** Selection **

++++++++++++++++++++

BJP district chief Dhruba Saha, the party’s MLA from Birbhum’s Dubrajpur Anup Saha and other party workers accompanied Sarkar everywhere, including the varsity lecture. The presence of BJP leaders in Visva-Bharati’s official event prompted Trinamul to question Chakrabarty’s alleged attempts to saffronise the central varsity with the Prime Minister as chancellor.

BJP district chief Saha was on the dais of the lecture by Sarkar with VC Chakrabarty.

“A minister may come, but why was the BJP district president in the programme? The VC is actively working to promote the BJP and has turned it (the varsity) into a camp of that party. Now, Trinamul will also organise a political programme inside the varsity,” said Trinamul’s Birbhum unit chief Anubrata Mondal. “The VC has no right to invite political leaders to a varsity programme.”

Many varsity insiders said this was not a first at the varsity and the trend began in Chakrabarty’s time. In 2019, the alleged promotion of saffronisation began by allowing the Rashtriya Kala Manch, an RSS-backed outfit, to hold a workshop in the varsity’s journalism department.

In August 2019, ABVP national-secretary Sunil Ambekar and then state tourism minister Gautam Deb of Trinamul, became the first political leaders to be invited to Halakarshana (ploughing ceremony), started by Tagore in 1929, on Sriniketan campus.

In January 2020, Visva-Bharati organised a lecture to support the contentious Citizenship (Amendment) Act of the Modi government by Rajya Sabha member Swapan Dasgupta, despite student protests.

“Since Chakrabarty came here as the VC, he has been proactively trying to promote the saffron agenda... a desperate bid to ruin the inclusive, secular, cosmopolitan, global culture of Visva-Bharati, built painstakingly by Tagore,” said a senior varsity professor.

Asked about the presence of BJP leaders in the varsity’s event, Sarkar said: “They are human beings too.”

“They came to Visva-Bharati as human beings. Those who came here are educated and did not come here to do politics,” he added.

BJP district chief Saha said he was a “lover of Tagore”, which is why he was there.

The controversy over the presence of BJP leaders in educational institutions continued in Durgapur, where Sarkar went to inaugurate a digital classroom and a library of the National Institute of Technology (NIT) in the afternoon.

Sources said a BJP leaders were there to welcome him, which was unprecedented for the national institution. Sarkar claimed all those who came to the NIT were involved in education and had no connection with politics.

++++++++++++++++++++

** Given information **
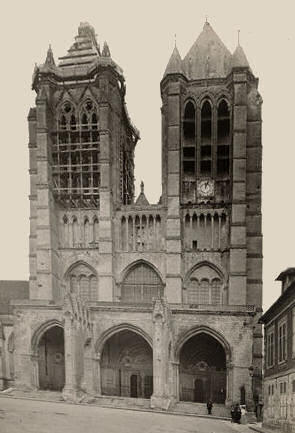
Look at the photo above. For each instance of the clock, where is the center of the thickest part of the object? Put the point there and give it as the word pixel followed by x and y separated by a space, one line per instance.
pixel 205 188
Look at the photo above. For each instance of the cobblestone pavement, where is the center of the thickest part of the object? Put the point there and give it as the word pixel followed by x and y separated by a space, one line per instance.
pixel 28 416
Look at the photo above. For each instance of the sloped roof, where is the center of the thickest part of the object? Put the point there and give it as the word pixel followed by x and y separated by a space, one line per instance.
pixel 141 199
pixel 175 63
pixel 285 273
pixel 239 59
pixel 10 290
pixel 286 298
pixel 84 50
pixel 208 57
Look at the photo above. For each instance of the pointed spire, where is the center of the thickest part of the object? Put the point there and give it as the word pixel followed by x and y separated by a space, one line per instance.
pixel 106 51
pixel 208 57
pixel 84 51
pixel 141 199
pixel 175 63
pixel 49 57
pixel 239 59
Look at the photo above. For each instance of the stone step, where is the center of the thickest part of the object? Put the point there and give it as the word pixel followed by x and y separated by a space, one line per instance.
pixel 128 402
pixel 219 410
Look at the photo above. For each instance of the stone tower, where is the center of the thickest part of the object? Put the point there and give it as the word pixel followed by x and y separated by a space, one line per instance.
pixel 82 158
pixel 132 299
pixel 211 174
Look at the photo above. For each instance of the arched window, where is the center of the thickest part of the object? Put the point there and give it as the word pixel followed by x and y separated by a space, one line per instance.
pixel 75 228
pixel 216 291
pixel 204 294
pixel 83 282
pixel 87 239
pixel 223 138
pixel 204 286
pixel 141 284
pixel 95 230
pixel 189 139
pixel 75 153
pixel 206 140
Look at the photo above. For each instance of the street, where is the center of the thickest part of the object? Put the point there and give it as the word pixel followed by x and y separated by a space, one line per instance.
pixel 28 416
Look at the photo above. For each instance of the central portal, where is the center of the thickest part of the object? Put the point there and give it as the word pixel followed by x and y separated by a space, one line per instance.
pixel 202 372
pixel 127 366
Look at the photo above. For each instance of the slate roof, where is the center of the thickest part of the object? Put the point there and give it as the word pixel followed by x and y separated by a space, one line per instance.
pixel 10 290
pixel 207 58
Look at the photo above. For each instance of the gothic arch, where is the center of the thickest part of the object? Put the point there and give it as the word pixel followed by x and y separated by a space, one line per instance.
pixel 76 264
pixel 223 97
pixel 202 329
pixel 199 265
pixel 39 332
pixel 138 262
pixel 206 95
pixel 117 328
pixel 189 99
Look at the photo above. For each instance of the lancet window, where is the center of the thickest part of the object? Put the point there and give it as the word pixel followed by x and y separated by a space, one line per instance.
pixel 75 155
pixel 206 141
pixel 83 281
pixel 204 287
pixel 141 284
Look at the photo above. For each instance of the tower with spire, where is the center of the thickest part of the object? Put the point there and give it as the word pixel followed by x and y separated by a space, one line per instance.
pixel 211 177
pixel 132 299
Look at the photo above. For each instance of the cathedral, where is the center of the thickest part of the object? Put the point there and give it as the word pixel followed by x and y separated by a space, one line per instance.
pixel 156 302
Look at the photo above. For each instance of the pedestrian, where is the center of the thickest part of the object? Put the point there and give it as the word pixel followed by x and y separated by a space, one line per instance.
pixel 236 413
pixel 209 407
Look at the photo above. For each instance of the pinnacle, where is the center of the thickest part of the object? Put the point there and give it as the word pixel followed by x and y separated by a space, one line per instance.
pixel 49 57
pixel 239 58
pixel 175 63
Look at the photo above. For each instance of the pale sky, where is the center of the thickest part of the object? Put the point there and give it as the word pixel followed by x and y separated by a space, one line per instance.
pixel 140 35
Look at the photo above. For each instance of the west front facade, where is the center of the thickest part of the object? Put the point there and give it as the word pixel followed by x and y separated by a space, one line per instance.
pixel 279 368
pixel 130 299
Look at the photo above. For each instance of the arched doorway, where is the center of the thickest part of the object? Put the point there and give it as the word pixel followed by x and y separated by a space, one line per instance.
pixel 127 366
pixel 51 363
pixel 202 370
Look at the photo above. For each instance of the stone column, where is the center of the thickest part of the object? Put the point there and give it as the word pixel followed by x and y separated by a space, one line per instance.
pixel 160 398
pixel 35 370
pixel 70 388
pixel 89 382
pixel 105 269
pixel 238 244
pixel 229 384
pixel 97 369
pixel 172 125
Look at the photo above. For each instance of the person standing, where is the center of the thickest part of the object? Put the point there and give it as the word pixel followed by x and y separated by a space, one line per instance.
pixel 209 407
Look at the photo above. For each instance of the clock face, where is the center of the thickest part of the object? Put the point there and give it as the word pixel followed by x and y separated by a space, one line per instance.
pixel 206 188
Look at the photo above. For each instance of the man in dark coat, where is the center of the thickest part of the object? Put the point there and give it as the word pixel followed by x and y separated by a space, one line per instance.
pixel 209 407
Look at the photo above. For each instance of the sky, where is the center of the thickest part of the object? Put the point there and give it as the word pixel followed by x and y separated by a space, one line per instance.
pixel 141 37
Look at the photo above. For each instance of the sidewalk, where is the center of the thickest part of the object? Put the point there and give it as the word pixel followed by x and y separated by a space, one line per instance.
pixel 56 397
pixel 260 429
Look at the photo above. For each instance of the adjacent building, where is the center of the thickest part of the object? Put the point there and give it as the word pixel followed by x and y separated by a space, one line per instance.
pixel 127 298
pixel 279 371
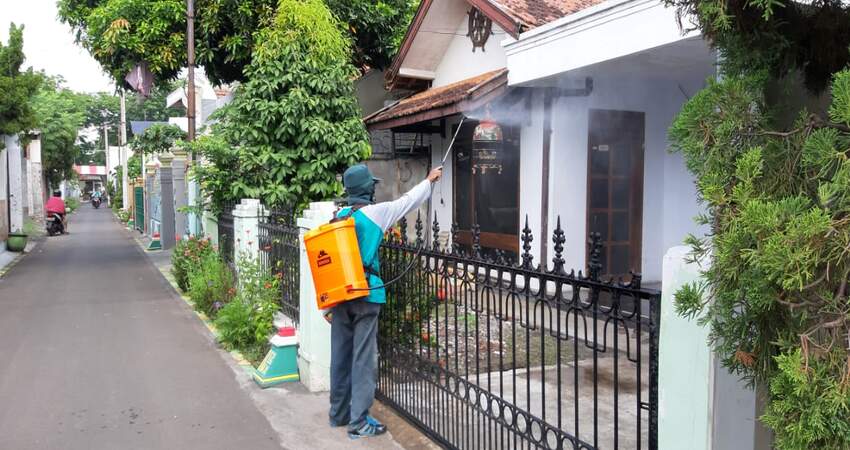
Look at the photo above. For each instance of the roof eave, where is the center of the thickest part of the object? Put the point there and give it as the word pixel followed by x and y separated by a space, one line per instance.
pixel 475 98
pixel 511 25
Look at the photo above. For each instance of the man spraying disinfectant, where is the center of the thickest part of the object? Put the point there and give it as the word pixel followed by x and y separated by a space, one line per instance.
pixel 354 323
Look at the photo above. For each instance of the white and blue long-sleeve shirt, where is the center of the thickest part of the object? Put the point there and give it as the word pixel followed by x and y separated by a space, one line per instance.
pixel 370 224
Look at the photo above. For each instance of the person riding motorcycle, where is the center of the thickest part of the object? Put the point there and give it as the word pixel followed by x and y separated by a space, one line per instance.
pixel 96 198
pixel 55 205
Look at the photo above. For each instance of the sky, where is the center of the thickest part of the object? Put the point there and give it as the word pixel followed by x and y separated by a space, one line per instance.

++++++++++++++++++++

** Set tasks **
- A) List each distinct year that the Visva-Bharati report mentions, in order of first appearance.
- B) Transcribe the Visva-Bharati report word for word, beginning at the words "In August 2019, ABVP" and stopping after "on Sriniketan campus.".

** Answers in order **
- A) 2019, 1929, 2020

- B)
In August 2019, ABVP national-secretary Sunil Ambekar and then state tourism minister Gautam Deb of Trinamul, became the first political leaders to be invited to Halakarshana (ploughing ceremony), started by Tagore in 1929, on Sriniketan campus.